- **WORK ORDER**
According to the text on Lieberman and the Medicare buy-in, on which television program did Lieberman criticize Reid's proposal?

Days after saying that he was “open to looking at” Senate Majority Leader Harry Reid’s (D-NV) Medicare buy-in compromise, Sen. Joe Lieberman (I-CT) criticized the proposal on CBS’ Face The Nation yesterday. “I don’t know exactly what’s in it, from what I hear I certainly would have a hard time voting for it because it has some of the same infirmities that the public option did,” said Lieberman. Later in the day, Lieberman “surprised” Reid “in a face-to-face meeting” with the news that he would join a filibuster against a health care reform bill that included the Medicare buy-in.
A Senate Democratic aide told the New York Times that Lieberman’s announcement “was a total flip-flop” because the compromise’s supporters “thought they had secured Mr. Lieberman’s agreement to go along.” But Lieberman’s filibuster position isn’t just a flip-flop on policy. Just last week, Lieberman told Fox News that he couldn’t make a decision on the bill until the details were released with a CBO score:
CAVUTO: Which way you going to go on this?

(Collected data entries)
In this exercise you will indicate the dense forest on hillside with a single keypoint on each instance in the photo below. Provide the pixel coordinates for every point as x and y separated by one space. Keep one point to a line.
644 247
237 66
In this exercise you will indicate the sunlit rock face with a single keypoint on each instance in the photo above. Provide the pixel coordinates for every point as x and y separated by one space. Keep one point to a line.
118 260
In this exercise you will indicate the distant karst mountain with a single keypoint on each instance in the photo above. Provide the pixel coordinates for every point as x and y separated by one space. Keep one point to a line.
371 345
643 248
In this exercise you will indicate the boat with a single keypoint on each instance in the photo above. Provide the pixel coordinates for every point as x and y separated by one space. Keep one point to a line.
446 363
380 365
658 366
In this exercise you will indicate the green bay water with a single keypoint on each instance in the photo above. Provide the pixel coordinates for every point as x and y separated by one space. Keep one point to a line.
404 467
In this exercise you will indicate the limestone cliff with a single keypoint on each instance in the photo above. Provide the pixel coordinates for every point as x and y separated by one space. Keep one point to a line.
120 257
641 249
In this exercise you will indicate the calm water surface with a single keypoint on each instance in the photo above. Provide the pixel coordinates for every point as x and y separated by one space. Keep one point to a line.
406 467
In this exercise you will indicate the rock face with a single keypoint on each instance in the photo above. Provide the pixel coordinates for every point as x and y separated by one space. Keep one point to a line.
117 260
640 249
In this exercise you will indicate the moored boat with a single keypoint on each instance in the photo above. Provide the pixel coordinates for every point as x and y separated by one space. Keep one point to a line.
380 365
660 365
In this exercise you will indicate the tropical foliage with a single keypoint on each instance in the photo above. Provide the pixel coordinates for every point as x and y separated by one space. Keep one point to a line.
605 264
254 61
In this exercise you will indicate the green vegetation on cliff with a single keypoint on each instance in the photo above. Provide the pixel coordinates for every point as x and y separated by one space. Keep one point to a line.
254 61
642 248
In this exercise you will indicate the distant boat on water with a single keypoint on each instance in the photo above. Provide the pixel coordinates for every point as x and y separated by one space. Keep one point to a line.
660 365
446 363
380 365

- **EXERCISE RESPONSE**
CBS' Face The Nation